>> START Text extract

The hand on my shoulder sinks lower. It slides down my breast before resting on my hip. Only my thin, satin dress separates us, but if I close my eyes, if I let myself forget everything that matters in both our worlds, I can imagine it disappearing, imagine being skin to skin with him.
My eyes shoot open when Kyol grabs my arm. Aren holds on a moment more, his lips and hands lingering as if this is hit last breath. As if this is the only breath in his life that has ever mattered. Then he locks eyes with the sword-master.
“You have competition now.”

>> END Text extract
>> START Record list

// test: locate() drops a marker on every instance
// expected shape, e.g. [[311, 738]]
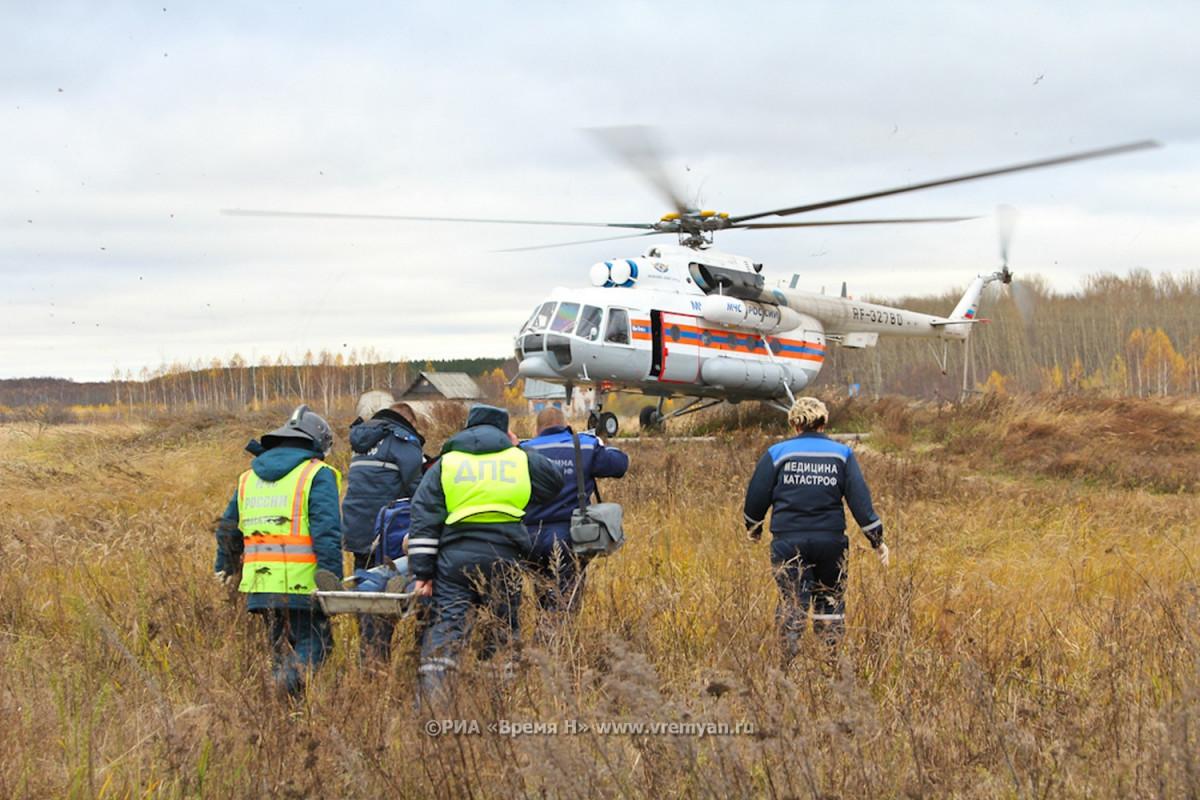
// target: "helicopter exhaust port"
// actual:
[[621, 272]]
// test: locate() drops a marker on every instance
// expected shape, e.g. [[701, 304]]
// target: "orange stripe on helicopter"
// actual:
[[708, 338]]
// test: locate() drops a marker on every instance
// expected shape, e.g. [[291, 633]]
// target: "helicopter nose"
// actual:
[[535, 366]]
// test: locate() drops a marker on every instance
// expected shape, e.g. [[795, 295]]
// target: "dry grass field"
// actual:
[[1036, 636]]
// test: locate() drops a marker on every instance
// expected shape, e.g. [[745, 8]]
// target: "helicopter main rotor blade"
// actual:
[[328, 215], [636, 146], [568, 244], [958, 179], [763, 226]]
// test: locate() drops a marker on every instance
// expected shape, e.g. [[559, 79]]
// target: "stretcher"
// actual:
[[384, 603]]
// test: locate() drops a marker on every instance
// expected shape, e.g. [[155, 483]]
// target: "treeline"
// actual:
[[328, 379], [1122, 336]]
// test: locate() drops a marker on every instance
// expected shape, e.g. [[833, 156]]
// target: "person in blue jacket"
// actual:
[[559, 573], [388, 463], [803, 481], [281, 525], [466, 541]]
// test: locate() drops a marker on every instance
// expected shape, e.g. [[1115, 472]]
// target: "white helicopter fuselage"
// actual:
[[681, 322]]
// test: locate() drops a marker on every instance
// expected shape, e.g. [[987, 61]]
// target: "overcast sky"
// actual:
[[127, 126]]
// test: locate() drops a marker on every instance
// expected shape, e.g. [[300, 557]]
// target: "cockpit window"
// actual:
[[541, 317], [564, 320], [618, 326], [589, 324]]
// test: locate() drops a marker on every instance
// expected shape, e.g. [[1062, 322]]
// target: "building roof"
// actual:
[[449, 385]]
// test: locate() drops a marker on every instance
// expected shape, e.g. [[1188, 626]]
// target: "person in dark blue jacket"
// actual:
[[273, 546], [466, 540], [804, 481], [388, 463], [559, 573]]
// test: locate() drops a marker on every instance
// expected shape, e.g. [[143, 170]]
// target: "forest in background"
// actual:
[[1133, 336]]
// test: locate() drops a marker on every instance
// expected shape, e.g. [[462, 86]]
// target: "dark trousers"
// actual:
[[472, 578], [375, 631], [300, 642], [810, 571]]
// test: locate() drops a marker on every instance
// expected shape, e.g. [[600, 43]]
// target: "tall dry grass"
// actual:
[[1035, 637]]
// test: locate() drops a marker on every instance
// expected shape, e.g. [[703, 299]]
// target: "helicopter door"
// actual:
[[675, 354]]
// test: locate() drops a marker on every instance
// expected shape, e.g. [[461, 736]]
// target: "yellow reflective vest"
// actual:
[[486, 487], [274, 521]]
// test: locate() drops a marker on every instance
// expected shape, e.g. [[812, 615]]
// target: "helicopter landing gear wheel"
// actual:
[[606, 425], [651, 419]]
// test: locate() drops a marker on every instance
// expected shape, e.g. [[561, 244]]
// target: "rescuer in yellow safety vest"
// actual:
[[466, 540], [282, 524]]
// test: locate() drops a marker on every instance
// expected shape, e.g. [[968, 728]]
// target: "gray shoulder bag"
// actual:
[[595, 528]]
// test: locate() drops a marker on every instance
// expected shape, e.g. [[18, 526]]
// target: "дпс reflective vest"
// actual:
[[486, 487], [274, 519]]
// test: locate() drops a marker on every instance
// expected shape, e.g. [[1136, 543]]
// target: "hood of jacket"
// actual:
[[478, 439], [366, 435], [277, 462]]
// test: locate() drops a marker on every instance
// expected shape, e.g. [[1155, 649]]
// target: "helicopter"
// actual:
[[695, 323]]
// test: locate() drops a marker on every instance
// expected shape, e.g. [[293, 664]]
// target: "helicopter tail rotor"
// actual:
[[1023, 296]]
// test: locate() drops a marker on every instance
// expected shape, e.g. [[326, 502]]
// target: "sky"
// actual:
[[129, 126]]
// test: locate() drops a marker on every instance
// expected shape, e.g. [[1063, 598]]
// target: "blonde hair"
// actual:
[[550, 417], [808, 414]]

>> END Record list

## The tasks
**A)** Answer these questions from the text extract, one per line: (i) What separates the narrator from the hand? (ii) Who grabs the narrator's arm? (iii) What does Aren say to the sword-master?
**B)** For each statement, say yes or no depending on whether the text extract agrees, and quote the words that decide it: (i) The hand comes to rest on the narrator's hip. (ii) The narrator's eyes open when Kyol grabs the narrator's arm. (iii) Aren lets go as soon as Kyol steps in.

## The replies
**A)**
(i) A thin, satin dress.
(ii) Kyol.
(iii) "You have competition now."

**B)**
(i) Yes: "It slides down my breast before resting on my hip."
(ii) Yes: "My eyes shoot open when Kyol grabs my arm."
(iii) No: "Aren holds on a moment more"